> [Exercise directions] Return every line of the data below that contains the string "dress".
┄┄┄┄┄┄
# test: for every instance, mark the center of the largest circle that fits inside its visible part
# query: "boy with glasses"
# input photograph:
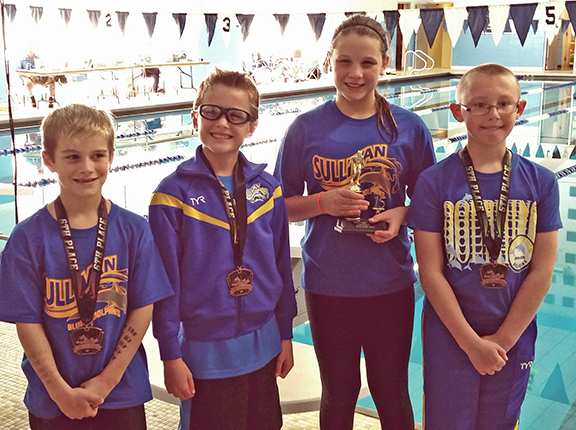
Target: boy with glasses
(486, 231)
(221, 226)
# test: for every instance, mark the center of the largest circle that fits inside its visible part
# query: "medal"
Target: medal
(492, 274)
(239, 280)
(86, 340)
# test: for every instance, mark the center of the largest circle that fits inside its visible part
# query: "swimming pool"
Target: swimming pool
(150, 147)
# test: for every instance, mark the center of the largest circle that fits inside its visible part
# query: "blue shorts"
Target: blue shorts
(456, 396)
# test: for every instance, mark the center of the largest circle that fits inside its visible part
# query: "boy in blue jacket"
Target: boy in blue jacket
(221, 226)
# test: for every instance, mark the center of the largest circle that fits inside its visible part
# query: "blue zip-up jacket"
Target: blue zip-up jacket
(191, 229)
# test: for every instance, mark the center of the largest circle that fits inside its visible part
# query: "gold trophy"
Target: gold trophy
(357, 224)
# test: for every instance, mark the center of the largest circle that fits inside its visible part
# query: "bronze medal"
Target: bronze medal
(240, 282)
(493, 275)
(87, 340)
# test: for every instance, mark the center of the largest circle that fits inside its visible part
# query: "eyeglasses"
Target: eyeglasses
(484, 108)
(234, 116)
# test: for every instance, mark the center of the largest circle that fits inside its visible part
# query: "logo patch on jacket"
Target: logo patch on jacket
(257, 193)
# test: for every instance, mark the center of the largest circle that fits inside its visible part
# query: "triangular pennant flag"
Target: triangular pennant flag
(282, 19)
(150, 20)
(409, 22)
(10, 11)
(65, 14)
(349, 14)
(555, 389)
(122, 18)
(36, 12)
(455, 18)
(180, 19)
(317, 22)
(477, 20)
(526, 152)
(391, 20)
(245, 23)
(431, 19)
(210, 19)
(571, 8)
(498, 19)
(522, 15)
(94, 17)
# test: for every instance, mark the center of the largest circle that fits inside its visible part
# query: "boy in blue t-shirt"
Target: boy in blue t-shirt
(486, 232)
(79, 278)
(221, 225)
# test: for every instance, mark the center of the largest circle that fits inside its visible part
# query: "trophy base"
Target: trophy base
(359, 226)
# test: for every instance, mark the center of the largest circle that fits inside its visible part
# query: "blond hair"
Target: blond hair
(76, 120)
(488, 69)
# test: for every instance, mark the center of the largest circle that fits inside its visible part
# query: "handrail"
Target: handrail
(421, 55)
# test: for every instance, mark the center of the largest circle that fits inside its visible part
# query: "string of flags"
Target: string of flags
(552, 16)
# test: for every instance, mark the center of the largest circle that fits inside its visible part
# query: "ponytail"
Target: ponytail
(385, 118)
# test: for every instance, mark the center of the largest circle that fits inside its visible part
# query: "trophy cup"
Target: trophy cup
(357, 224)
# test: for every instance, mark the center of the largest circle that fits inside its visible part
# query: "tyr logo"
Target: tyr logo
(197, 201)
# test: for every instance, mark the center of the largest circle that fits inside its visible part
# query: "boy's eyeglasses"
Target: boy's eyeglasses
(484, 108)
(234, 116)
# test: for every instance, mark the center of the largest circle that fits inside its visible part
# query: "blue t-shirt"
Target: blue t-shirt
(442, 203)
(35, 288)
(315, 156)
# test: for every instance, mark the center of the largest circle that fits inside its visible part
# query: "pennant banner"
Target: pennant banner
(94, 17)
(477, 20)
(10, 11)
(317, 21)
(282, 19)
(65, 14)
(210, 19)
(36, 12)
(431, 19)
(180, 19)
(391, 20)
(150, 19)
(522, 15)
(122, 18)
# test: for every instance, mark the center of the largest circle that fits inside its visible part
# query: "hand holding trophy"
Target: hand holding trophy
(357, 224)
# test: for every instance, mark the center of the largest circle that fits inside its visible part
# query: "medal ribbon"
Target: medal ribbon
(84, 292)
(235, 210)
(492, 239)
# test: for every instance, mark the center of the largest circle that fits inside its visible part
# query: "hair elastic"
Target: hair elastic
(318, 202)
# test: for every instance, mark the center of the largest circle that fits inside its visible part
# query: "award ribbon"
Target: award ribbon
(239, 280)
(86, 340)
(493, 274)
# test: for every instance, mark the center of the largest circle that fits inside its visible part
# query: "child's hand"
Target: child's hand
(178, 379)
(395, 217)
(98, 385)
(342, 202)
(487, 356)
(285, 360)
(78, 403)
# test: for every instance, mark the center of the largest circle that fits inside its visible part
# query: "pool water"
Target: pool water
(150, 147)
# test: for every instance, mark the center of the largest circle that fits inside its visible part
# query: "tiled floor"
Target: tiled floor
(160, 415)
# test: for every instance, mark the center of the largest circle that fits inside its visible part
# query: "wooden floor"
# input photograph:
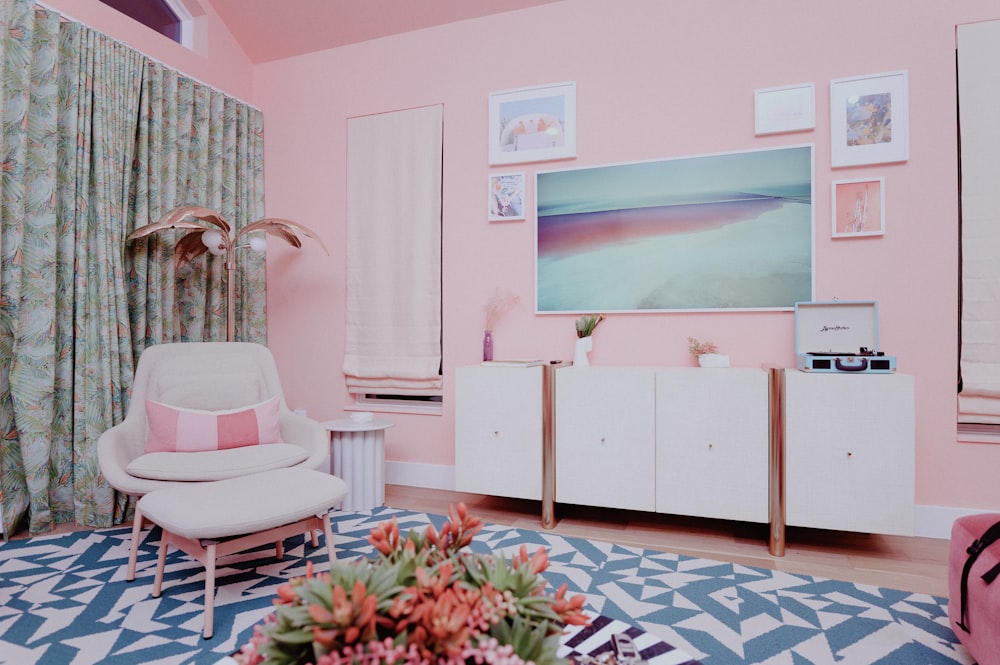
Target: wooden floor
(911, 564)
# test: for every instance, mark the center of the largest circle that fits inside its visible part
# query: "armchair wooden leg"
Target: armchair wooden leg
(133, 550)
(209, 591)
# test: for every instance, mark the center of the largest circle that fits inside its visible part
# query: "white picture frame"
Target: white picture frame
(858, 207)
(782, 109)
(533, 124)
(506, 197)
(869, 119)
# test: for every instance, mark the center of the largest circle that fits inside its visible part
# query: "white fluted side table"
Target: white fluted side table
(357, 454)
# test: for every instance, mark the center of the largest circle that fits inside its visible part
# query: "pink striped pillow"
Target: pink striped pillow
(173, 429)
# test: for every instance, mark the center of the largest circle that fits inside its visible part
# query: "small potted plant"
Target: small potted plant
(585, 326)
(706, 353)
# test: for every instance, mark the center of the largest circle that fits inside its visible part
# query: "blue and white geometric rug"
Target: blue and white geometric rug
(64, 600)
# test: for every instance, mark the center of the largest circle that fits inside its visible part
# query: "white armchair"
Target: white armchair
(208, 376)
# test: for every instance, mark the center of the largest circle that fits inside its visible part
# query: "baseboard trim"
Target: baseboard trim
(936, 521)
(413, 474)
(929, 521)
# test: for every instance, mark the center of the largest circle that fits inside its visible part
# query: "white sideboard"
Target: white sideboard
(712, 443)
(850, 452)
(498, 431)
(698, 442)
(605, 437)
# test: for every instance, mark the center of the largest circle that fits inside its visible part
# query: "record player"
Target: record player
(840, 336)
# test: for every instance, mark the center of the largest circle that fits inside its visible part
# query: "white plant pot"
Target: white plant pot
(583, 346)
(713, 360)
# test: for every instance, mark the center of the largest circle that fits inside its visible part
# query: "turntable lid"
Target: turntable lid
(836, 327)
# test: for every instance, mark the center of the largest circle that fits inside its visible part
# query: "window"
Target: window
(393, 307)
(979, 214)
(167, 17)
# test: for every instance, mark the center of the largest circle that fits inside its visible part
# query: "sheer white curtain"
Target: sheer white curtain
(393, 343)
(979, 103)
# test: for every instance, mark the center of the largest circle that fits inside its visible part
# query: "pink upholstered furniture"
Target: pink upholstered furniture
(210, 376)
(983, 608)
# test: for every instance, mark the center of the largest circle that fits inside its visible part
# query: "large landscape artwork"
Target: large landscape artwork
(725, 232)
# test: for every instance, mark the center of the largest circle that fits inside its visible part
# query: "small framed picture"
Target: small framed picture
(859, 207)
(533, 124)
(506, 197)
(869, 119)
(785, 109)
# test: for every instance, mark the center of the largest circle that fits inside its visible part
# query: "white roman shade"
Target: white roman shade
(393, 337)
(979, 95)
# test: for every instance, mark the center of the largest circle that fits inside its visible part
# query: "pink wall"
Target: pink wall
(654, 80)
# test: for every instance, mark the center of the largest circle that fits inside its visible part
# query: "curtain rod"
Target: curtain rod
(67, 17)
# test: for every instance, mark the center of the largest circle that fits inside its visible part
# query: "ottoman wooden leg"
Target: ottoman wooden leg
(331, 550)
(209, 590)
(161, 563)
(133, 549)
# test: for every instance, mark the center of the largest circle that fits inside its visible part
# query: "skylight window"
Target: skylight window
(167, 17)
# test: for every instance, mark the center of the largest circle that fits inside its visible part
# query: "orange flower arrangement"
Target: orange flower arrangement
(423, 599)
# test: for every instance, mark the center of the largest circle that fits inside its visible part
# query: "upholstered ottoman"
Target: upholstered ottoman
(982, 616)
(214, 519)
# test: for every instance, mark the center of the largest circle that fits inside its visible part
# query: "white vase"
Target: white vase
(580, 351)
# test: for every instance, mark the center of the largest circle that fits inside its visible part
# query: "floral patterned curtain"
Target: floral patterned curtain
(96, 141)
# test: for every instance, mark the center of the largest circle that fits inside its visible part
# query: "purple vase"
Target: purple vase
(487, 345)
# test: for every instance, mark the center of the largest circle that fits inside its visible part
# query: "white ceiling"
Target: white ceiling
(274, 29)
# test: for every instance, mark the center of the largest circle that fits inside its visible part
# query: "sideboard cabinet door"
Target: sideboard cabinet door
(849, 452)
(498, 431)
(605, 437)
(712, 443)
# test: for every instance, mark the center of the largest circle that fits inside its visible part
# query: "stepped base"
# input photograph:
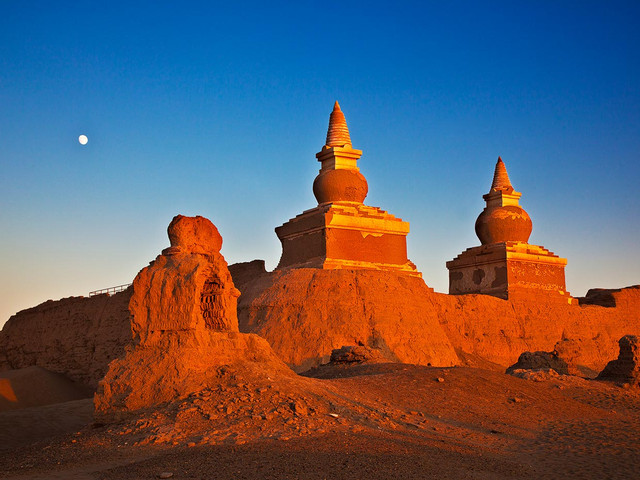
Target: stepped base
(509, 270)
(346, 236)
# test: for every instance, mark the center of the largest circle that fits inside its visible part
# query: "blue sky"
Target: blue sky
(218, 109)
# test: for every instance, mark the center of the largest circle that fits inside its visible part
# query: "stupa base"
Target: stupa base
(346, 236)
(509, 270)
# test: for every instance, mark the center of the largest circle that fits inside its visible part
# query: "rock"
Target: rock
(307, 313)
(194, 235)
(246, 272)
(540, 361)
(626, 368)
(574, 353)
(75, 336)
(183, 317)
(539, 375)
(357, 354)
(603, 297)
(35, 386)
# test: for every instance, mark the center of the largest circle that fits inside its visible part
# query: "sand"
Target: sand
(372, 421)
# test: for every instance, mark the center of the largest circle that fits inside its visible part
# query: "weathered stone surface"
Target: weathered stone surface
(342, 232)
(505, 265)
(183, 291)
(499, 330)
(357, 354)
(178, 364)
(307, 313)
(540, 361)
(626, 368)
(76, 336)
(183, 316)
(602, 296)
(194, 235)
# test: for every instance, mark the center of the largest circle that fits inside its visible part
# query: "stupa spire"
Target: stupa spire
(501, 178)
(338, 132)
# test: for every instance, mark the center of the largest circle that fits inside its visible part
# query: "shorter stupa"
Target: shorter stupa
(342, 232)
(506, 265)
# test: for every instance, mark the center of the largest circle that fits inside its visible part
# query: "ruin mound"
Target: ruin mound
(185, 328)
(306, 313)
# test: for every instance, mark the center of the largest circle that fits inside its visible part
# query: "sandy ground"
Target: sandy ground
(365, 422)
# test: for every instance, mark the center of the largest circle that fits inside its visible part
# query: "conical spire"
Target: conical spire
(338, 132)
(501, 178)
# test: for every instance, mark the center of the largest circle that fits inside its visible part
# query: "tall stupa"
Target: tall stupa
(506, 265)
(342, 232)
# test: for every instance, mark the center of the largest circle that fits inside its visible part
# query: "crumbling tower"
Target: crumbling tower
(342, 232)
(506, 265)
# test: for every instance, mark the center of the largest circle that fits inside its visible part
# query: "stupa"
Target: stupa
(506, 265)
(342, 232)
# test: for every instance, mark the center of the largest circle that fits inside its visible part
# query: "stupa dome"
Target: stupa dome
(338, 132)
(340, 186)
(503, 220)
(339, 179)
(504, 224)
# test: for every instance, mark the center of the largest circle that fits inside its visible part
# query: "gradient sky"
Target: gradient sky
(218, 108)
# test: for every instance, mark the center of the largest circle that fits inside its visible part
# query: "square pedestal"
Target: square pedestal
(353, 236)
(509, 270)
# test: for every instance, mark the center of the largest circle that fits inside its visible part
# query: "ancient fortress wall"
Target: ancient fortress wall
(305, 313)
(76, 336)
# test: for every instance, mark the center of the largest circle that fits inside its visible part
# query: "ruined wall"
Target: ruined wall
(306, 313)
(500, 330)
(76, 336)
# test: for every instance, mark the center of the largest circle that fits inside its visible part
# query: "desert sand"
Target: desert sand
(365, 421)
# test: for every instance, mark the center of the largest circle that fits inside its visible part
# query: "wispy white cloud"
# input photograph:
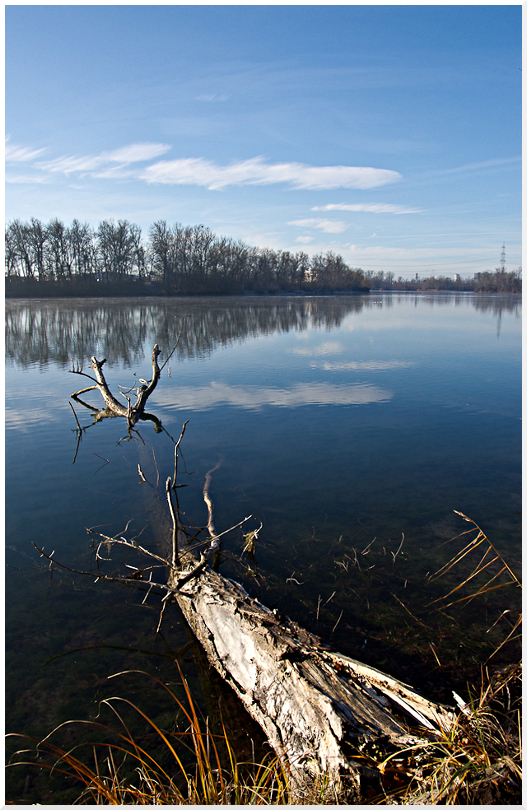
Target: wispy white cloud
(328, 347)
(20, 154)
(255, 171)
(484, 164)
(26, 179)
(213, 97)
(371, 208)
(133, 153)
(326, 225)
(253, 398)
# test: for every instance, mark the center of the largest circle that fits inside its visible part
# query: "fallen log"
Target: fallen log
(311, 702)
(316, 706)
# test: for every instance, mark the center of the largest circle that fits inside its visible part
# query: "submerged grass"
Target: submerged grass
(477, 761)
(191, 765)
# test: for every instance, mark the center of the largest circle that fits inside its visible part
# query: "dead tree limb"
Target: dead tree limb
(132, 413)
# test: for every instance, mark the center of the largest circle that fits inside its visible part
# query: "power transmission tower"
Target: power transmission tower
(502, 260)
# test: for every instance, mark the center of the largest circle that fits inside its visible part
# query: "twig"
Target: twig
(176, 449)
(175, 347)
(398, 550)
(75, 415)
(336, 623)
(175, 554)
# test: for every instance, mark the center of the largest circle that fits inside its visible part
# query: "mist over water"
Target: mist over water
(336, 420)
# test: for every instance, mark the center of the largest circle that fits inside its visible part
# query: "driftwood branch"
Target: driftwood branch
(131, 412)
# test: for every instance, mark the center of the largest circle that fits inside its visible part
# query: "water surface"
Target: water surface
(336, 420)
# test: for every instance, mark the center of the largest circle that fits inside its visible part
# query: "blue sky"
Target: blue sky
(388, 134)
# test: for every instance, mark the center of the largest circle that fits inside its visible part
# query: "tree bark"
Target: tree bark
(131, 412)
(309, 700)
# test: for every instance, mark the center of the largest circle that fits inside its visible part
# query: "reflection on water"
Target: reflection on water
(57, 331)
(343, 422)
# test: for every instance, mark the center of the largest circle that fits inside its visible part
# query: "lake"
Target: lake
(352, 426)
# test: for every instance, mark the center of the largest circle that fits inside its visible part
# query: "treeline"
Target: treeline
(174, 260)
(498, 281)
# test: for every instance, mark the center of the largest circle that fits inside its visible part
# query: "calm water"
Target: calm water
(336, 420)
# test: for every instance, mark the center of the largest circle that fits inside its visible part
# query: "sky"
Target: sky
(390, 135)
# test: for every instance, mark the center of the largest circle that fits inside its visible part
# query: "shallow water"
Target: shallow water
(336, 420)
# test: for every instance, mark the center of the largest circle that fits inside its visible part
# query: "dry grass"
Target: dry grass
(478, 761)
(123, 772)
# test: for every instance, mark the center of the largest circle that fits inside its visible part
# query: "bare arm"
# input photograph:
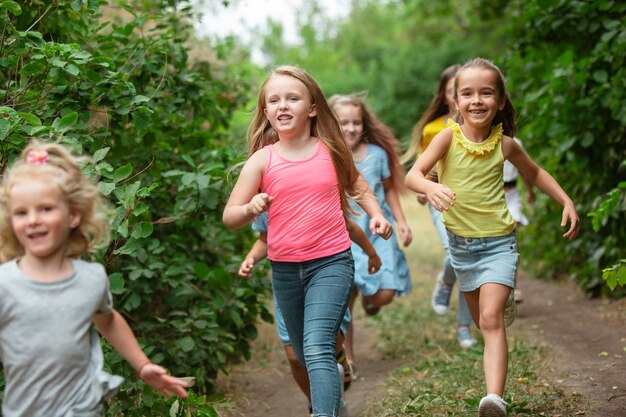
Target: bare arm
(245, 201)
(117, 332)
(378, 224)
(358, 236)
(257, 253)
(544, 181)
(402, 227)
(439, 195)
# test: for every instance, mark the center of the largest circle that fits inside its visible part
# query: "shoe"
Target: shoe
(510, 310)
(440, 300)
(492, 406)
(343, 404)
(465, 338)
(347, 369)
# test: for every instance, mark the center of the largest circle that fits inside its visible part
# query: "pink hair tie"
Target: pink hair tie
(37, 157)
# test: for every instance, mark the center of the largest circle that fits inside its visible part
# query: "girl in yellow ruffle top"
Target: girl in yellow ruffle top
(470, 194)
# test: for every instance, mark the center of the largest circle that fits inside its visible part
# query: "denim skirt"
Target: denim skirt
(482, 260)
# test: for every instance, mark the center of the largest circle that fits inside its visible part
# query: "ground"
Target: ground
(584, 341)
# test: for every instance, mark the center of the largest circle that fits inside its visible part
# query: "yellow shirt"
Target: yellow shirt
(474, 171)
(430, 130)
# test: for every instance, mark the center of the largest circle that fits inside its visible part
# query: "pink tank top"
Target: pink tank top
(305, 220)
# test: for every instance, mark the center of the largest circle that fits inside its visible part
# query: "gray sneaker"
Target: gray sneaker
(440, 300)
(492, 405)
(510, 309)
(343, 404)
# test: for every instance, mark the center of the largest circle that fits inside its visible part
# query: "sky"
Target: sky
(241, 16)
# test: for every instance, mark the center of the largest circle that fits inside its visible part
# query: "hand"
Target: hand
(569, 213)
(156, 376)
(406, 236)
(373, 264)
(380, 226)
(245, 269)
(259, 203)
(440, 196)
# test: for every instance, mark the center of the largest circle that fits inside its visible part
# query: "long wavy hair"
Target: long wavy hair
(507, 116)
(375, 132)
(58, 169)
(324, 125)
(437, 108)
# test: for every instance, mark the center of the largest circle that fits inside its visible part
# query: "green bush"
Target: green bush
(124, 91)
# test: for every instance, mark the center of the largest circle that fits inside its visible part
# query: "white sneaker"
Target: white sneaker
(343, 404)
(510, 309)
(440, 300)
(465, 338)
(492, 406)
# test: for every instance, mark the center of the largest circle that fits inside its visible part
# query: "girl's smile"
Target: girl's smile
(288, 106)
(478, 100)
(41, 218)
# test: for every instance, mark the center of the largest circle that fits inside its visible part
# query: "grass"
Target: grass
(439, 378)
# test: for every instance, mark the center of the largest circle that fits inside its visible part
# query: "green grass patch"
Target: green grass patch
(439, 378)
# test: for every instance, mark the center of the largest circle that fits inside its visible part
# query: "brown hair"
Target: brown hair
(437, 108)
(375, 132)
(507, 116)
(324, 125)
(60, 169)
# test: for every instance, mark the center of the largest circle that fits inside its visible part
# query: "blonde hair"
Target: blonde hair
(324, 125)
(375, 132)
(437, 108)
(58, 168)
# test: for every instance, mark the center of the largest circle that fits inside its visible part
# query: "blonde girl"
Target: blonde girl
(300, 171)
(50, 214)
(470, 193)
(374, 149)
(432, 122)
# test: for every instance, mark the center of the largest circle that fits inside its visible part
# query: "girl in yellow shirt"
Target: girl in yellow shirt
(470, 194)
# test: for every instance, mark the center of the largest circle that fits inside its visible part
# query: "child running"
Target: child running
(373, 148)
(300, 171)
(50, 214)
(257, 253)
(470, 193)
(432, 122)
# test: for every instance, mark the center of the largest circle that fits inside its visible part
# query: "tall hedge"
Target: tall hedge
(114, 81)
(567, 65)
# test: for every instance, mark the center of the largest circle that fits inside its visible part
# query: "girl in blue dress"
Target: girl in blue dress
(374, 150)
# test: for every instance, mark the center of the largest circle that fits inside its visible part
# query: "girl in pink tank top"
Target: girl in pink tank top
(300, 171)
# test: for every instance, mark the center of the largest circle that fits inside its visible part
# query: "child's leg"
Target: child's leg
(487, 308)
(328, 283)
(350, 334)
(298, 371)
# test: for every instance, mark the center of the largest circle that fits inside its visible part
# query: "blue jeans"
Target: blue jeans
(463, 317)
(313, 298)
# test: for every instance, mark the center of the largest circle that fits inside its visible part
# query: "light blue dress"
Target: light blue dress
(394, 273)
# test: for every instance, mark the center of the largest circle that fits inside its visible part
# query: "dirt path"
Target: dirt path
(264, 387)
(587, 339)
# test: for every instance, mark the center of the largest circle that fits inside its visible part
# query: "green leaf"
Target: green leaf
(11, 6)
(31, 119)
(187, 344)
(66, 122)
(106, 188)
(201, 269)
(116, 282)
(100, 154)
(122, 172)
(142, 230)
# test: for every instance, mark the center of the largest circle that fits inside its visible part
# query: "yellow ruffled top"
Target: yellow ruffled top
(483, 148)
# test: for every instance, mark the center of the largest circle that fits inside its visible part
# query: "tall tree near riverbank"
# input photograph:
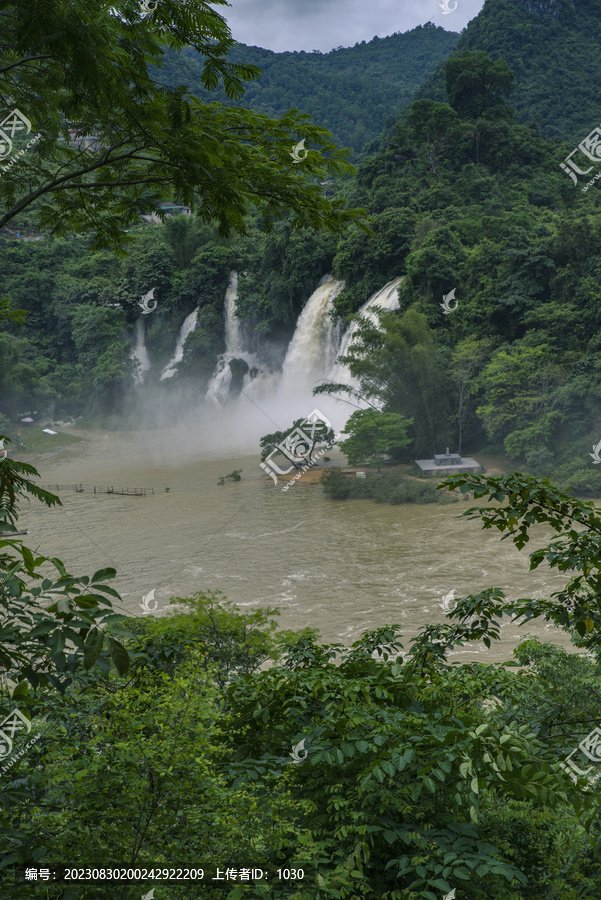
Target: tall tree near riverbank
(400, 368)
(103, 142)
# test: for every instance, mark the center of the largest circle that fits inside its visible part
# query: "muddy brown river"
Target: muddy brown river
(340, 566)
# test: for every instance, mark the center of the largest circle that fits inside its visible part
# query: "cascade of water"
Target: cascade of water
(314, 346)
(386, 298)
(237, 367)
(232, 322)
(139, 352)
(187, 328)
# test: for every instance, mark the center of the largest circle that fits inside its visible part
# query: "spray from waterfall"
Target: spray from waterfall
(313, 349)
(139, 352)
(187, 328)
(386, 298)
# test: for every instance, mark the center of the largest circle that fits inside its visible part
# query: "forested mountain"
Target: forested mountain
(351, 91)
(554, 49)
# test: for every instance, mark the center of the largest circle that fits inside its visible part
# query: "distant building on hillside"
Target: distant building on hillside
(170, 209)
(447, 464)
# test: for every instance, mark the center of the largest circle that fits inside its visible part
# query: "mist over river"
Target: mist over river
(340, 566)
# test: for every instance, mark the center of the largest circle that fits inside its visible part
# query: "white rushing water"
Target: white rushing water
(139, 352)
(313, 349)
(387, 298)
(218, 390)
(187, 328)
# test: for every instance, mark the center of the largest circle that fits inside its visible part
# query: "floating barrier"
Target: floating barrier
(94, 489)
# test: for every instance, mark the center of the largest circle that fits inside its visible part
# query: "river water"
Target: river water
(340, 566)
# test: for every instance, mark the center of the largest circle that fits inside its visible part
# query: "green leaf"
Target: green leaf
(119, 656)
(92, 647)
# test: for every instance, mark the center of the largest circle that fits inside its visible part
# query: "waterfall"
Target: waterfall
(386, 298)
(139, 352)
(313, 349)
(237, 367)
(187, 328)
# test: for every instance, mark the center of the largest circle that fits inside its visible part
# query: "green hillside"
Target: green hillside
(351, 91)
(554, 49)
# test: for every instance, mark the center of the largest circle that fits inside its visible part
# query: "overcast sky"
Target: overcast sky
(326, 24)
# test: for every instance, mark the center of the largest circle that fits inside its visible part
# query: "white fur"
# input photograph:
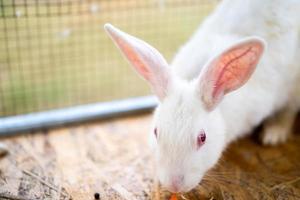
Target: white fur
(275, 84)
┄┄┄┄┄┄
> [Response to the exercise]
# query: "girl in blue dress"
Target: girl in blue dress
# query: "light blue dress"
Target: light blue dress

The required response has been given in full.